What needs to be done: Update the data below by changing every "camera-trap tally" to "wildlife survey" and keeping everything else the same. Leave the pictures out of your output.

::: Record set

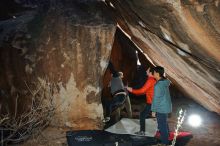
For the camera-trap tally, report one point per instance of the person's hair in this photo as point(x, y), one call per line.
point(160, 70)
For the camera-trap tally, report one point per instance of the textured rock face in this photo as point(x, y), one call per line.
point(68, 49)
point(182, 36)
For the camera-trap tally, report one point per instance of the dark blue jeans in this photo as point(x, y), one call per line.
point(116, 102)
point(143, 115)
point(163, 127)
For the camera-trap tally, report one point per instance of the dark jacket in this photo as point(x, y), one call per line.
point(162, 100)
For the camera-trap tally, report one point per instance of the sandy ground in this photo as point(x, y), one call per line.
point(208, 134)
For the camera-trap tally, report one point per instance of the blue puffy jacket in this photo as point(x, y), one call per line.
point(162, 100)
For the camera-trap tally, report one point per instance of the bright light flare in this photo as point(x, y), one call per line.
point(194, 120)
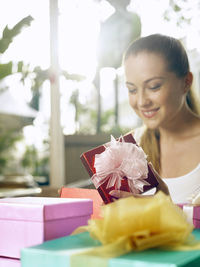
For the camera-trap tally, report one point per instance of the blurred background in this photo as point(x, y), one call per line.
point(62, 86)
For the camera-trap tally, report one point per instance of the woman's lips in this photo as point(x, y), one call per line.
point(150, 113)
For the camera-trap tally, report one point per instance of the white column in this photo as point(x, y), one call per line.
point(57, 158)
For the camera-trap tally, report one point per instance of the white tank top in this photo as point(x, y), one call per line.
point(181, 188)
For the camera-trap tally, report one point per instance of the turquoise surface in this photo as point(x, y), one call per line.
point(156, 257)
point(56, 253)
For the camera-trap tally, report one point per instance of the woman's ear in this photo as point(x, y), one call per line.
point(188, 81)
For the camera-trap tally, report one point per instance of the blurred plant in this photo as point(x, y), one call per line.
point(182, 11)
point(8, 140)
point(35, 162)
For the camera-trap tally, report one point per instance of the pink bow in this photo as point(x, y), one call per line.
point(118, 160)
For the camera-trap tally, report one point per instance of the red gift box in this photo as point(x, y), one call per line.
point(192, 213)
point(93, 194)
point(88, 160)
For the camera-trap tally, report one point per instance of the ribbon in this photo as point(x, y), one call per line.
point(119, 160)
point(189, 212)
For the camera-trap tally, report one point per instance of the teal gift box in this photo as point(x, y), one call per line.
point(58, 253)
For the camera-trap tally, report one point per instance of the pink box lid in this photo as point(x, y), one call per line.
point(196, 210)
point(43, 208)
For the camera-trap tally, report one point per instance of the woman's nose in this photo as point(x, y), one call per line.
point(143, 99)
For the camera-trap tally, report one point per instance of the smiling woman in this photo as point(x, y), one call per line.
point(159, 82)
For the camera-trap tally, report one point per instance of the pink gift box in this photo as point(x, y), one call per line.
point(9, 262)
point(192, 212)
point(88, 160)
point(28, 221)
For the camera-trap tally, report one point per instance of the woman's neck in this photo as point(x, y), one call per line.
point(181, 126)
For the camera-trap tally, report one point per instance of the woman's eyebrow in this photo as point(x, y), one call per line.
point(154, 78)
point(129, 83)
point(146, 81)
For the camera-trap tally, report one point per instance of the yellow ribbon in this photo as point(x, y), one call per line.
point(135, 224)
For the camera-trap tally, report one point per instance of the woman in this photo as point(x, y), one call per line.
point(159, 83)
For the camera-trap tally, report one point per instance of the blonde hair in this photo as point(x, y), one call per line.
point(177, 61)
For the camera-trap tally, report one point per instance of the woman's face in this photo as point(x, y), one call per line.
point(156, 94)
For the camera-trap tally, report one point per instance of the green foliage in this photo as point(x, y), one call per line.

::::::

Result of this task:
For the wildlife survey, report one point per instance of the person's hair in this photo as point(x, y), one call per line.
point(160, 70)
For the wildlife survey, report one point per instance of the textured rock face in this photo as point(x, y), one call per line.
point(68, 49)
point(182, 36)
For the wildlife survey, report one point per instance of the dark blue jeans in this photo as point(x, y), one call per line.
point(116, 102)
point(143, 115)
point(163, 127)
For the wildlife survey, report one point per instance of the dark jacket in this photo as point(x, y), one call per line.
point(162, 100)
For the wildlife survey, report one point per instance of the sandy ground in this photo as point(x, y), one call per line.
point(208, 134)
For the wildlife survey, report one point per instance of the blue puffy jacket in this photo as point(x, y), one call per line.
point(162, 100)
For the wildlife survey, report one point per instance of the bright light flare in this photo as point(x, y), one call per line.
point(194, 120)
For the wildlife survey, report one point per instance of the blurred background in this photo as point(x, y), one call per line.
point(62, 86)
For the wildlife survey, report one point per instance of the woman's lips in this photo as point(x, y), one call per line.
point(150, 113)
For the wildlife survey, report one point per instance of the white column in this photo as point(x, y), one call per line.
point(57, 158)
For the wildlife survey, report one point per instance of the white tank top in this photo as point(x, y), one call per line.
point(181, 188)
For the wildlife survey, report one point per instance of the turquoise surface in this photo as point(x, y), one call per line.
point(156, 257)
point(56, 253)
For the wildlife survey, report one point per instance of the woman's ear in this photo as point(x, y), one call per line.
point(188, 81)
For the wildlife survey, report one point per instance of the blurred plant in this photo as point(x, y), one call per line.
point(182, 11)
point(8, 140)
point(35, 162)
For the wildlife survey, report one point per instance of the pink bow in this photo as point(x, y), one call per line.
point(118, 160)
For the wildlife survey, report one point per instance of the red gift box in this photo as point(x, y), one call per line.
point(192, 213)
point(93, 194)
point(88, 160)
For the wildlife survey, report one point per instance of the ribbon in this photo as point(x, y), one call per line.
point(119, 160)
point(189, 212)
For the wildlife survey, report one point per instance of the teal gift box in this photo as point(x, y), one call per line.
point(58, 253)
For the wildlife survey, report one point per instance of the pink box lid in this photo as point(x, y), one call per line.
point(196, 210)
point(43, 208)
For the wildlife survey, report one point per instance of the woman's nose in this photo as point(x, y), one call per line.
point(143, 99)
For the wildlife survey, report one point per instance of the smiling woman in this photo as point(x, y), one call per line.
point(159, 82)
For the wildlife survey, report one point per instance of the pink gift box in this photo as point(x, y), one call per line.
point(9, 262)
point(192, 212)
point(88, 160)
point(28, 221)
For the wildlife survey, report one point per instance of the woman's neck in this photo as point(x, y), one call per line.
point(181, 126)
For the wildlife survey, report one point per instance of the woman's eyebrow in this photo as point(x, y), one call per line.
point(154, 78)
point(129, 83)
point(146, 81)
For the wildlife survey, report one point per instance of the yellow ribbon in this photo as point(x, y), one call per line.
point(135, 224)
For the wildlife survey, report one point per instance of the woman in this photo as point(x, y), one call per line.
point(159, 83)
For the wildlife survey, report one point per instance of the blonde hair in this photo as point(x, y), one call per line.
point(177, 61)
For the wildlife survey, report one point per instance of the woman's face in this photo as point(x, y), one call per line.
point(156, 94)
For the wildlife survey, report one point per instance of the green foliage in this photo as point(x, y), one call per line.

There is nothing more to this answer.